>> begin EXERCISE INPUT

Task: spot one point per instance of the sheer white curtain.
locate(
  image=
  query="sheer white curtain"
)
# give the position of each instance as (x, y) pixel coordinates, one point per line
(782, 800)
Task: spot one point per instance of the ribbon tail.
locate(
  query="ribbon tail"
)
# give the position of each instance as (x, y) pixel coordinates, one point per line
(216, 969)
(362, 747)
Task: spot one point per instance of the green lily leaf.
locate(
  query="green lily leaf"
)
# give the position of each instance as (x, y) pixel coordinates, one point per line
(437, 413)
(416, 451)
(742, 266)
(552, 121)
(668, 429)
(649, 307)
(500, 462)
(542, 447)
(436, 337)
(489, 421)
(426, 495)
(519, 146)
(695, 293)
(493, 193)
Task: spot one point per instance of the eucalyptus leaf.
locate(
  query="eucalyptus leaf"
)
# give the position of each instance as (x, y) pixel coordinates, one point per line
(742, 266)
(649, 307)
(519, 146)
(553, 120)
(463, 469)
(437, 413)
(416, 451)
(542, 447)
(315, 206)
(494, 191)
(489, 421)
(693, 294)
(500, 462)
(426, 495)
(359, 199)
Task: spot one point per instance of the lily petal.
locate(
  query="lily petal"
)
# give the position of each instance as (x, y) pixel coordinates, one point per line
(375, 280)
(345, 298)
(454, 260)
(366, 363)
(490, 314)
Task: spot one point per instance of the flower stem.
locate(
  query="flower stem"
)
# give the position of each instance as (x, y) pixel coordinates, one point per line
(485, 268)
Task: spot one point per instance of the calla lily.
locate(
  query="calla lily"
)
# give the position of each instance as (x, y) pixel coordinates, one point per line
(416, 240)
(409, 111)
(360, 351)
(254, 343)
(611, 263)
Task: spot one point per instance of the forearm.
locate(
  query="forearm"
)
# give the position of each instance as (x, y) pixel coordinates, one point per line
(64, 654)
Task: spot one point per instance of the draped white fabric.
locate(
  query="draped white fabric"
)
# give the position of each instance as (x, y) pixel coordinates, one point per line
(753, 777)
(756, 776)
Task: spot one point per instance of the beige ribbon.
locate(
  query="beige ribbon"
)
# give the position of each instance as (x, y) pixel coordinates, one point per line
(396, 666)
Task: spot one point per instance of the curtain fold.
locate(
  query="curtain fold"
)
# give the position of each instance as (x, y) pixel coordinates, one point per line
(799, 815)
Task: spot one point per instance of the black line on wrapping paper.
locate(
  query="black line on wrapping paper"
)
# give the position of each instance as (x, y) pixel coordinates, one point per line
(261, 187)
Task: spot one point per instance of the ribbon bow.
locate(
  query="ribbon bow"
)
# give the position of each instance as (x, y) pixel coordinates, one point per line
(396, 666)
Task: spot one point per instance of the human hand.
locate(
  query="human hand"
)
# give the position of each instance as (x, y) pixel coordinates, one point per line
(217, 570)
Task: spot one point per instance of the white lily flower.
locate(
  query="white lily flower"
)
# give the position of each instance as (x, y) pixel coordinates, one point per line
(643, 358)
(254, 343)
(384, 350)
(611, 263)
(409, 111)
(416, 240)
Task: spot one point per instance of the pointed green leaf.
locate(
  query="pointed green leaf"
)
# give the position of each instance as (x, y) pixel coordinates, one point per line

>> end EXERCISE INPUT

Convert the records above into a JSON array of strings, with each line as its own string and blank lines omitted.

[
  "Task: spot one point per instance of the sheer white curtain.",
  "locate(",
  "  image=",
  "  query=\"sheer white curtain\"",
  ")",
  "# give the position of each instance as (x, y) pixel coordinates, one point per line",
  "(782, 800)",
  "Task: spot one point per instance of the ribbon tail.",
  "locate(",
  "  query=\"ribbon tail\"",
  ")",
  "# give the position of each instance as (x, y) pixel coordinates, one point per line",
  "(216, 969)",
  "(362, 747)",
  "Task: spot one point per instance of the green lily leaf.",
  "locate(",
  "  query=\"green lily leaf\"",
  ")",
  "# give the position of each instance as (x, y) pixel coordinates, one point per line",
  "(437, 413)",
  "(416, 451)",
  "(742, 266)",
  "(552, 121)",
  "(668, 429)",
  "(649, 307)",
  "(500, 462)",
  "(542, 447)",
  "(436, 337)",
  "(489, 421)",
  "(426, 495)",
  "(519, 146)",
  "(695, 293)",
  "(493, 193)",
  "Task: spot one point per instance of the eucalyptus leaf.",
  "locate(",
  "  query=\"eucalyptus leaf\"",
  ")",
  "# give the position of each instance as (x, y) pixel coordinates, one point per line",
  "(742, 266)",
  "(649, 307)",
  "(519, 146)",
  "(553, 120)",
  "(463, 469)",
  "(437, 413)",
  "(416, 451)",
  "(542, 447)",
  "(315, 206)",
  "(494, 191)",
  "(489, 421)",
  "(693, 294)",
  "(500, 462)",
  "(426, 495)",
  "(359, 199)",
  "Task: spot one point per instance of the lily petal.",
  "locate(",
  "  query=\"lily petal\"",
  ")",
  "# give the position of each instance as (x, y) pixel coordinates, one point per line",
  "(375, 280)",
  "(345, 298)",
  "(454, 260)",
  "(366, 363)",
  "(490, 314)",
  "Task: spot one point per instance of the flower stem.",
  "locate(",
  "  query=\"flower stem\"",
  ")",
  "# give the position of each instance as (x, y) pixel coordinates, one point per line",
  "(485, 268)",
  "Task: spot one point per instance of the calla lily.",
  "locate(",
  "  query=\"calla lily\"",
  ")",
  "# give the position of each instance as (x, y) pixel coordinates, one point per line",
  "(416, 240)",
  "(409, 111)",
  "(360, 351)",
  "(254, 343)",
  "(611, 263)",
  "Task: spot one point per instance of the forearm.",
  "locate(",
  "  query=\"forearm\"",
  ")",
  "# give the position of each instance as (x, y) pixel coordinates, one point per line",
  "(64, 654)",
  "Task: spot one point per instance of the draped white fabric.",
  "locate(",
  "  query=\"draped white fabric\"",
  ")",
  "# give the position of each instance as (x, y) pixel coordinates, one point per line",
  "(753, 777)",
  "(756, 776)",
  "Task: spot one point per instance of the beige ribbon.",
  "locate(",
  "  query=\"beige ribbon\"",
  ")",
  "# give the position of each instance as (x, y) pixel coordinates, one point per line",
  "(396, 666)",
  "Task: spot one point per instance of the curtain fold.",
  "locate(",
  "  query=\"curtain fold\"",
  ")",
  "# give the position of each instance as (x, y) pixel coordinates, one point per line",
  "(799, 815)",
  "Task: spot one point per instance of the black line on wrapping paper.",
  "locate(",
  "  query=\"black line on wrapping paper\"",
  ")",
  "# give the position of each instance as (x, y) pixel coordinates, one point per line",
  "(261, 187)",
  "Task: spot one point per instance of the ribbon bow.",
  "locate(",
  "  query=\"ribbon bow\"",
  ")",
  "# give the position of each instance as (x, y) pixel coordinates, one point per line",
  "(396, 666)",
  "Task: spot one point per instance of the human hand.",
  "locate(",
  "  query=\"human hand\"",
  ")",
  "# give the position of each instance as (x, y) pixel coordinates, one point per line",
  "(217, 570)",
  "Task: spot one point per instance of the white lily flower.",
  "locate(",
  "  query=\"white lily flower\"",
  ")",
  "# give the position of each instance as (x, y) pixel coordinates, one point per line",
  "(643, 358)",
  "(254, 343)",
  "(384, 350)",
  "(611, 263)",
  "(409, 111)",
  "(416, 240)",
  "Task: spot one point per instance of the pointed green leaf.",
  "locate(",
  "  query=\"pointed green leaf\"",
  ")",
  "# give the position of each instance as (x, y) pixel coordinates, one point per line"
]